EXCERPTED PASSAGE:
┄┄┄┄┄┄┄┄┄┄

Ten free minutes for me, 10 free throwaway lines for you . . .
1. We all know it’s good policy to give it at least two or three years before ultimately judging an team’s draft class – it helps to actually see them play an NFL game first – but at the moment it’s easy to be encouraged by the Patriots’ picks for two reasons. 1) They added youthful talent at two positions on defense (cornerback, linebacker) where they needed it most. 2) Bill Belichick seemed absolutely giddy – well, for him – during his press conferences the last couple of days, and it’s pretty obvious he thinks Jerod Mayo could be a special player.
2. I admire Al Horford’s relentless style of play, and if I had a rookie of the year vote, he’d probably get it over inefficient Seattle scorer Kevin Durant. And I don’t blame him for getting in Paul Pierce’s face at the end of Game 3 – don’t you want your young players to play the game with such passion and confidence? That said, I have a feeling he’s going to learn a lesson in humility from ol’ No. 34 and the rest of the Celtics in Game 4 tonight. Horford may have the game to back up the talk, but I’m fairly certain he picked the wrong hornets’ nest to whack with a stick.

┄┄┄┄┄┄┄┄┄┄

DATASET EXCERPT:
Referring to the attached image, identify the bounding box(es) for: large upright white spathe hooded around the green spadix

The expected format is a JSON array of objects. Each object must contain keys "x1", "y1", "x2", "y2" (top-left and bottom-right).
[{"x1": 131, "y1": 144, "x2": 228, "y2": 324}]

┄┄┄┄┄┄┄┄┄┄

PROBLEM 1: Say whether each statement agrees with the sports column: (a) the writer would probably give Al Horford a rookie of the year vote over Kevin Durant; (b) the Patriots added young defensive talent at cornerback and linebacker; (c) the writer blames Horford for getting in Paul Pierce's face at the end of Game 3. Answer each with yes or no and quote the deciding words of the column.
PROBLEM 2: Copy the sports column verbatim, starting with "1. We all know" and going on through "a special player.".

FINAL ANSWER 1:
(a) Yes: "if I had a rookie of the year vote, he’d probably get it over inefficient Seattle scorer Kevin Durant"
(b) Yes: "They added youthful talent at two positions on defense (cornerback, linebacker) where they needed it most."
(c) No: "And I don’t blame him for getting in Paul Pierce’s face at the end of Game 3"

FINAL ANSWER 2:
1. We all know it’s good policy to give it at least two or three years before ultimately judging an team’s draft class – it helps to actually see them play an NFL game first – but at the moment it’s easy to be encouraged by the Patriots’ picks for two reasons. 1) They added youthful talent at two positions on defense (cornerback, linebacker) where they needed it most. 2) Bill Belichick seemed absolutely giddy – well, for him – during his press conferences the last couple of days, and it’s pretty obvious he thinks Jerod Mayo could be a special player.